◆ **Work to do**:
• a. In the thread, how long was the call waiting?
• b. Reproduce the thread word for word, from "as Hail Ants" up to and including "thinking and/or actions.".

◆ **Text**:
--

Is being called 'not rational' an insult?

Note, the supervisor doubled down on his assessment but declined to provide the OP with the specifics or the details.

(Q: Is somebody laying the groundwork for removing an employee from their position ‘for cause’? )

Please tell me Wonko the sane, what is the rational course of action here?
I should have just said ‘My hovercraft is full of eels’

In answer to some other posts-
kunilou- you are insulting me.
The call was waiting less than a minute.
I am not nitpicking. What by the way is the correct use of ‘not rational’ here?

as Hail Ants says- Not rational means only one of two things-
You are suffering from mental illness or defect
You are temporarily letting your emotions take primary control of your thinking and/or actions.

I don’t remember the details of the OP and I’m too lazy to scroll up and reread, but if your supervisor wanted you to take the call you should probably have taken the call. And when your supervisor criticized your decision making, who cares if that was an insult? Figure out a way to not have that situation repeat itself, either by convincing your supervisor what you did was the right course of action (although I guess that ship had sailed) or do what your supervisor obviously wanted you to do or figure out a way to do what you think makes sense in such a way that your supervisor doesn’t notice or get annoyed by it.

Maybe the supervisor meant it as an insult, maybe not. Maybe it’s objectively an insult, maybe not. Unless your contract has a “no borderline insults” clause, it doesn’t matter one way or the other.

Fortunately, you’re impossible to insult.

Is being called ‘not rational’ an insult? Yes, if you’re the sort of person who receives negative feedback as insults rather than opportunities to improve.

--

◆ **Recorded data**:
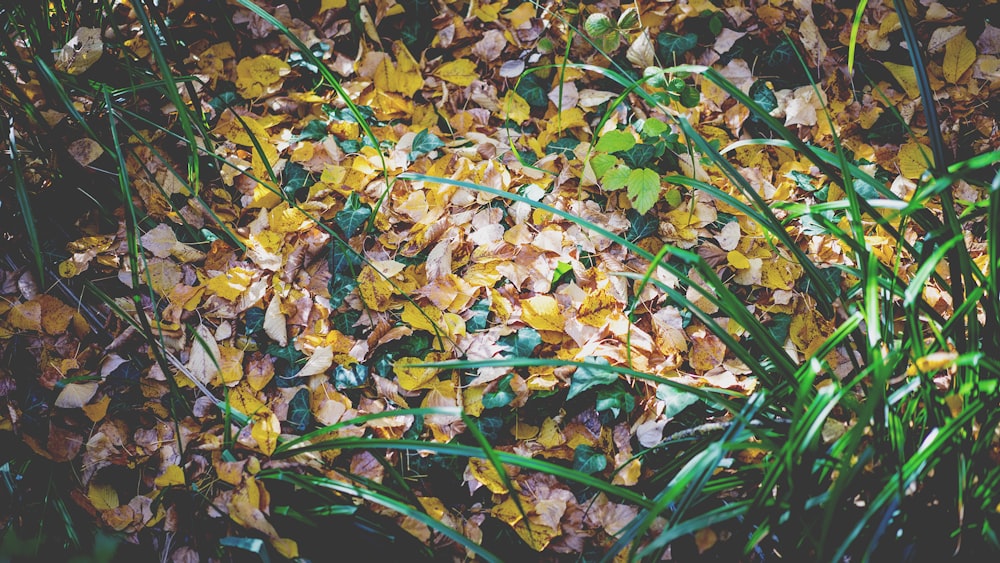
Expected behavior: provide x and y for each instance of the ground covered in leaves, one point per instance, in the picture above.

--

◆ **Response list**:
• a. The call was waiting less than a minute.

• b.
as Hail Ants says- Not rational means only one of two things-
You are suffering from mental illness or defect
You are temporarily letting your emotions take primary control of your thinking and/or actions.